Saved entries
■ ■ ■ ■ ■
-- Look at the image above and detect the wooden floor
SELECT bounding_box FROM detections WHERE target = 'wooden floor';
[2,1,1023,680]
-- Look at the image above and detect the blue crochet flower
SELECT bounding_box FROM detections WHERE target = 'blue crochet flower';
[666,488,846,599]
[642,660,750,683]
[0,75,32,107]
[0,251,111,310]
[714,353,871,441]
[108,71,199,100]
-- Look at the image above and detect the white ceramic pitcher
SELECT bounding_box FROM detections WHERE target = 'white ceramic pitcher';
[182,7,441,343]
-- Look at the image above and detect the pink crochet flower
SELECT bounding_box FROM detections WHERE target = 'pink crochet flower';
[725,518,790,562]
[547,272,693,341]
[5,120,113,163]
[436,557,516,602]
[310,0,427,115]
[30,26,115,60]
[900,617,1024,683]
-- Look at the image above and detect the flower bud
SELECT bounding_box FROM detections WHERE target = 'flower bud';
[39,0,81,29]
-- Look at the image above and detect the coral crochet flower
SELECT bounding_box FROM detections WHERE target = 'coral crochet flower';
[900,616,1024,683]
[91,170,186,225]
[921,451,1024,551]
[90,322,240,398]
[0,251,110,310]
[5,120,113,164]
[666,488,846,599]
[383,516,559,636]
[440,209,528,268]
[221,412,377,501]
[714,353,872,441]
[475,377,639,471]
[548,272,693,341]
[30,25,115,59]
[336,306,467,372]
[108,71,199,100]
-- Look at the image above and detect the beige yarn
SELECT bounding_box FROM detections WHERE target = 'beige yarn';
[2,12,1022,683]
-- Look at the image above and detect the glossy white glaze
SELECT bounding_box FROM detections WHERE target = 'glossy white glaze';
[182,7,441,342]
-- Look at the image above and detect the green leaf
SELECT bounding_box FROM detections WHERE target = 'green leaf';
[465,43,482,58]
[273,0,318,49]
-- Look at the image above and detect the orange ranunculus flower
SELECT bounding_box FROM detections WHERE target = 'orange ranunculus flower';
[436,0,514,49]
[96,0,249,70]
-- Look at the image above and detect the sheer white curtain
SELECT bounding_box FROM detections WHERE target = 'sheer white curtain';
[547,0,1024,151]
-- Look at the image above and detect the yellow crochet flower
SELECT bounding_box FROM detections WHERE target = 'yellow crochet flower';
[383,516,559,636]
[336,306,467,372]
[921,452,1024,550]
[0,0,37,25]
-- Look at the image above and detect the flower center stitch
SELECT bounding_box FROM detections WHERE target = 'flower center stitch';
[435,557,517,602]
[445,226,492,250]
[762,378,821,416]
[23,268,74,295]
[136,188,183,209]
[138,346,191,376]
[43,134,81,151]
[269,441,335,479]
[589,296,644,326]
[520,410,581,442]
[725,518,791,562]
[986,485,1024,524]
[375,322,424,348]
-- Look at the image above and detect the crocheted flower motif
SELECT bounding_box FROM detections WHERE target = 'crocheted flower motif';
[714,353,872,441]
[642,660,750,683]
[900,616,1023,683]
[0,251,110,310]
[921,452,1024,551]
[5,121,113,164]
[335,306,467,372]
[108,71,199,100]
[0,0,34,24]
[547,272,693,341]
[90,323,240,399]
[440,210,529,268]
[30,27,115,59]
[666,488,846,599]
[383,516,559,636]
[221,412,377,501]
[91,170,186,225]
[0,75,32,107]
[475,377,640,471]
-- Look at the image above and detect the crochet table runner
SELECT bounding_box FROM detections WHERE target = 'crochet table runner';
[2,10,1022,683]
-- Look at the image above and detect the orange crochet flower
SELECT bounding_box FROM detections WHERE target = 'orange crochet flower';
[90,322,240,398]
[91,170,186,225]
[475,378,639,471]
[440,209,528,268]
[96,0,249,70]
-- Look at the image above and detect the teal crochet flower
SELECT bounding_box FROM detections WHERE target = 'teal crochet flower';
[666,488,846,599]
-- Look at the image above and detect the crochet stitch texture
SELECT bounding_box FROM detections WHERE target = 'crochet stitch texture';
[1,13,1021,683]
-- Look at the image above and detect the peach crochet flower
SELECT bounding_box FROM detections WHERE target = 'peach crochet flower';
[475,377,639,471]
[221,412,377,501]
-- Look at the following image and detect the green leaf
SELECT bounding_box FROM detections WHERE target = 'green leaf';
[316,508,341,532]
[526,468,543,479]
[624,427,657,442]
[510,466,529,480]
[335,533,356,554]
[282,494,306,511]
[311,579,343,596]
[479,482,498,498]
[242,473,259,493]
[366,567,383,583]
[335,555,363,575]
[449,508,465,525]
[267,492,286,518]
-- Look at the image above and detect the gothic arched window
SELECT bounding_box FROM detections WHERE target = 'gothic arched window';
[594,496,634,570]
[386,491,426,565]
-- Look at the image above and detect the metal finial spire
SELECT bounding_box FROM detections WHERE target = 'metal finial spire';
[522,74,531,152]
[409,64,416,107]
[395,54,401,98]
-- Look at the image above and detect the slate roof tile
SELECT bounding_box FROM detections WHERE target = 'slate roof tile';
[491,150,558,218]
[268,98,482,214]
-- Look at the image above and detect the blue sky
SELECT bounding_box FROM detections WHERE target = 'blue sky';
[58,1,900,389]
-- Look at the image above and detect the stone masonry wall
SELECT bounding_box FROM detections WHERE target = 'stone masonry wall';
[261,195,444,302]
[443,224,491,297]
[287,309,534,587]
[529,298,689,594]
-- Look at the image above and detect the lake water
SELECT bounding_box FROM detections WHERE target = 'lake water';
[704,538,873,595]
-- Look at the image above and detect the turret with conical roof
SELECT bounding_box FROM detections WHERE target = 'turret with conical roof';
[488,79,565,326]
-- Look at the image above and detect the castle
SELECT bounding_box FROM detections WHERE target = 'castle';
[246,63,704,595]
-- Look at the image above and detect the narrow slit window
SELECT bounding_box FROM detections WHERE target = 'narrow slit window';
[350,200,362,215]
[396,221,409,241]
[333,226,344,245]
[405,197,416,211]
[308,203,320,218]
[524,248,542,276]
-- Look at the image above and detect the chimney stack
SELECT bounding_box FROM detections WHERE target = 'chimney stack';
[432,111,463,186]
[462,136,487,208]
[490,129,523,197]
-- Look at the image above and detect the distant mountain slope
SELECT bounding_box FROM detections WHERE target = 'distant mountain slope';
■ ■ ■ ■ ■
## TASK INSTRUCTIONS
Each line of the data must be returned exactly.

## RESPONSE TO THIS EXERCISE
-- Look at the image above and detect the wooden floor
SELECT bounding_box FROM detections WHERE target = 'wooden floor';
[2,1,1023,680]
-- Look at the image above and detect the blue crochet flower
SELECT bounding_box FROM detections WHERE target = 'blue crochet flower';
[666,488,846,599]
[642,660,750,683]
[0,75,32,107]
[0,251,111,310]
[714,353,871,441]
[108,71,199,100]
-- Look at the image above and detect the white ceramic pitcher
SELECT bounding_box FROM detections WHERE target = 'white ceramic pitcher';
[182,7,441,343]
-- Look at the image above and detect the pink crochet flower
SELECT bounding_box FROM detections WHERE target = 'pink crochet flower';
[725,518,790,562]
[547,272,693,341]
[5,120,113,163]
[436,557,516,602]
[310,0,427,115]
[30,26,115,60]
[900,617,1024,683]
-- Look at the image above and detect the flower bud
SELECT bounding_box FROM detections WHERE target = 'flower bud';
[39,0,81,29]
-- Look at the image above and detect the coral crochet flower
SELECT bounding_box FROM detections WHERE target = 'coral crochet flower';
[900,616,1024,683]
[91,170,186,225]
[921,451,1024,551]
[90,322,240,398]
[0,251,110,310]
[5,120,113,164]
[666,488,846,599]
[383,516,559,636]
[440,209,528,268]
[221,412,377,501]
[714,353,872,441]
[475,377,639,471]
[548,272,693,341]
[30,25,115,59]
[336,306,467,372]
[108,71,199,100]
-- Look at the image above and detect the beige yarn
SELECT bounding_box FROM detections WHERE target = 'beige yarn';
[2,12,1022,683]
-- Look at the image above and detect the glossy white glaze
SELECT bounding_box FROM detections WHERE target = 'glossy white glaze';
[182,7,441,342]
-- Look at the image above and detect the green leaf
SELECT bounding_box FROM detections WHERE target = 'green leaf';
[465,43,482,58]
[273,0,318,49]
-- Look at the image above and detect the orange ranunculus flower
SELECT bounding_box FROM detections WHERE target = 'orange ranunculus flower';
[436,0,514,49]
[96,0,249,70]
-- Look at the image above and detect the sheer white curtain
SELECT bounding_box FROM detections WHERE target = 'sheer white curtain';
[547,0,1024,151]
-- Look at the image above and detect the yellow crochet flower
SELECT bounding_box FROM detections WHERE target = 'yellow crochet flower';
[383,516,559,636]
[336,306,467,372]
[921,452,1024,550]
[0,0,37,25]
-- Look at the image above and detect the flower center stitch
SELECT bounding_box FROM detections WHERE target = 'flower center stitch';
[435,557,517,602]
[445,226,492,250]
[762,378,821,416]
[23,268,74,295]
[136,188,183,209]
[138,346,191,376]
[43,134,81,151]
[269,441,335,479]
[589,296,644,326]
[520,410,581,442]
[725,518,791,562]
[986,485,1024,524]
[375,322,424,348]
-- Look at the image above and detect the crocheted flower motif
SELECT bounding_box FROM detections WHERE target = 'crocheted flower motif';
[714,353,872,441]
[642,660,750,683]
[900,616,1023,683]
[0,251,110,310]
[921,452,1024,551]
[5,121,113,164]
[335,306,467,372]
[108,71,199,100]
[0,0,34,24]
[547,272,693,341]
[90,323,240,399]
[440,210,529,268]
[30,27,115,59]
[666,488,846,599]
[383,516,559,636]
[221,412,377,501]
[91,170,186,225]
[0,75,32,107]
[475,377,640,471]
-- Look at the image above and detect the crochet table runner
SELECT bounding_box FROM detections WHERE target = 'crochet table runner';
[2,10,1022,683]
-- Look at the image above and detect the orange crochet flower
SELECT bounding_box FROM detections WHERE target = 'orange crochet flower';
[90,322,240,398]
[91,170,186,225]
[475,378,639,471]
[440,209,528,268]
[96,0,249,70]
-- Look at the image above and detect the teal crochet flower
SELECT bounding_box FROM detections WHERE target = 'teal crochet flower';
[666,488,846,599]
-- Look at the image above and detect the crochet stitch texture
SELECT bounding_box FROM detections WHERE target = 'crochet stitch texture';
[1,13,1021,683]
-- Look at the image above and detect the peach crochet flower
SELECT bounding_box FROM detections WHERE target = 'peach crochet flower';
[475,377,639,471]
[221,412,377,501]
-- Look at the following image and detect the green leaf
SELECT bounding_box FROM detections WHERE target = 'green leaf';
[316,508,341,532]
[526,468,543,479]
[624,427,657,442]
[510,466,529,480]
[335,533,356,554]
[282,494,306,511]
[311,579,343,596]
[479,482,498,498]
[242,473,259,493]
[366,567,383,583]
[335,555,363,575]
[449,508,465,525]
[267,492,286,518]
-- Look at the image above and detect the gothic arched window
SELECT bounding_box FROM detections WHERE target = 'gothic arched window';
[594,496,634,570]
[386,491,426,565]
-- Look at the image above and detect the metal finial spire
SELECT bounding_box FROM detections WHERE target = 'metal finial spire';
[522,74,531,152]
[409,64,416,107]
[395,54,401,98]
-- Look at the image above and detect the slate roof tile
SELECT bounding_box FROM detections WHERE target = 'slate roof tile';
[491,150,558,218]
[268,98,482,214]
-- Look at the image above and detect the blue sky
SELECT bounding_box FROM detections WHERE target = 'blue sky';
[58,1,900,389]
-- Look at the image above and detect the stone masonry wall
SELECT bounding_box FROM detections WHERE target = 'stone masonry wall';
[261,195,444,302]
[443,224,491,297]
[287,309,534,587]
[529,298,689,594]
-- Look at the image above and detect the lake water
SELECT bounding_box FROM detections WHERE target = 'lake water';
[704,538,873,595]
-- Look at the image above and detect the turret with conical roof
SELECT bounding_box FROM detections WHERE target = 'turret with conical roof';
[488,79,565,326]
-- Look at the image above and detect the castle
SELECT bounding_box FROM detections WHERE target = 'castle';
[246,63,704,595]
-- Look at the image above and detect the narrow slit window
SELECT bounding_box FROM detections WHERE target = 'narrow slit window';
[350,200,362,215]
[396,221,409,241]
[333,226,344,245]
[405,197,416,211]
[308,203,320,218]
[524,248,542,276]
-- Look at the image above and detect the chimney stack
SELECT bounding_box FROM detections WHERE target = 'chimney stack';
[432,111,463,186]
[462,136,487,208]
[490,129,523,197]
-- Look at the image above and detect the distant mountain slope
SELECT bounding_box FROM detections WHERE target = 'distant mountain slope';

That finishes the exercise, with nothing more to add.